GIVEN RECORDS Start Marker
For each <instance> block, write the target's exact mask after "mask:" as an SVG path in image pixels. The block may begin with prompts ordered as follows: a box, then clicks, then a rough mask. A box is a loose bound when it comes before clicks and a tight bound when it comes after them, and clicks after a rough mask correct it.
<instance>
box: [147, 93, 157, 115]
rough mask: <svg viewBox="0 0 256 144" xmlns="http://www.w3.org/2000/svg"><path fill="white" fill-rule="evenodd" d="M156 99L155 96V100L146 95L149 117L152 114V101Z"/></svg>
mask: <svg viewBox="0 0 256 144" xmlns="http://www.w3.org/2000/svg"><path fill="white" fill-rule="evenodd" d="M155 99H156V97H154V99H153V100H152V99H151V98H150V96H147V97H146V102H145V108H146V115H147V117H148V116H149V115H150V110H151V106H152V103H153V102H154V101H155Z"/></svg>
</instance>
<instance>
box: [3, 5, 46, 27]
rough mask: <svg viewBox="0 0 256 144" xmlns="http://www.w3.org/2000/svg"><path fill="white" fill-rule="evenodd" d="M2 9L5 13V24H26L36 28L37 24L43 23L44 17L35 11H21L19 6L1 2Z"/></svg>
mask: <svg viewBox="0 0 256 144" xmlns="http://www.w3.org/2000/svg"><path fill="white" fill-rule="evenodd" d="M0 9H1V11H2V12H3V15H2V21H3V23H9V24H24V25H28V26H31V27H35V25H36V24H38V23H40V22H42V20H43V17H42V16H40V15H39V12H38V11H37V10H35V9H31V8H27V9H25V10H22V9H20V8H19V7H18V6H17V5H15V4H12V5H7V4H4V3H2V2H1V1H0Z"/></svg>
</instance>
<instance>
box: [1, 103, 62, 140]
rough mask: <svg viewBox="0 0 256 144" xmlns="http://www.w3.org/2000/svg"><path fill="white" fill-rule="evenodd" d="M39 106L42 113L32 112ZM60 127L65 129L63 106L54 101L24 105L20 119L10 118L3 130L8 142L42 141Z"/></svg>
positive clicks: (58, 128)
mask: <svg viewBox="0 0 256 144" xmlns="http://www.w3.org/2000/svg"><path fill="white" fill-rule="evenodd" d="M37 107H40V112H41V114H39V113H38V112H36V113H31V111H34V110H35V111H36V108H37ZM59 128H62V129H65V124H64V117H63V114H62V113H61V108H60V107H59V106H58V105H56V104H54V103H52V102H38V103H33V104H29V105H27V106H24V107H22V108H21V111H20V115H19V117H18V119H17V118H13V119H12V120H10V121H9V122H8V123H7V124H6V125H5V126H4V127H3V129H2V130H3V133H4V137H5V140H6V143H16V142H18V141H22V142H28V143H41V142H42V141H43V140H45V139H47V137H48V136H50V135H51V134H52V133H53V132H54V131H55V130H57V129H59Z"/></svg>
GIVEN RECORDS End Marker
WHAT THE TASK ASKS –
Set down, word for word, the stretch of the listing above that runs from its first line through the line containing "box: [147, 93, 157, 115]". Include both of those lines.

SOLUTION FOR THIS PROBLEM –
For each <instance> block, write the target's exact mask after "mask:" as an SVG path in image pixels. The block may begin with prompts ordered as follows: a box, then clicks, then a rough mask. A box is a loose bound when it comes before clicks and a tight bound when it comes after them, and clicks after a rough mask correct it.
<instance>
box: [147, 93, 157, 115]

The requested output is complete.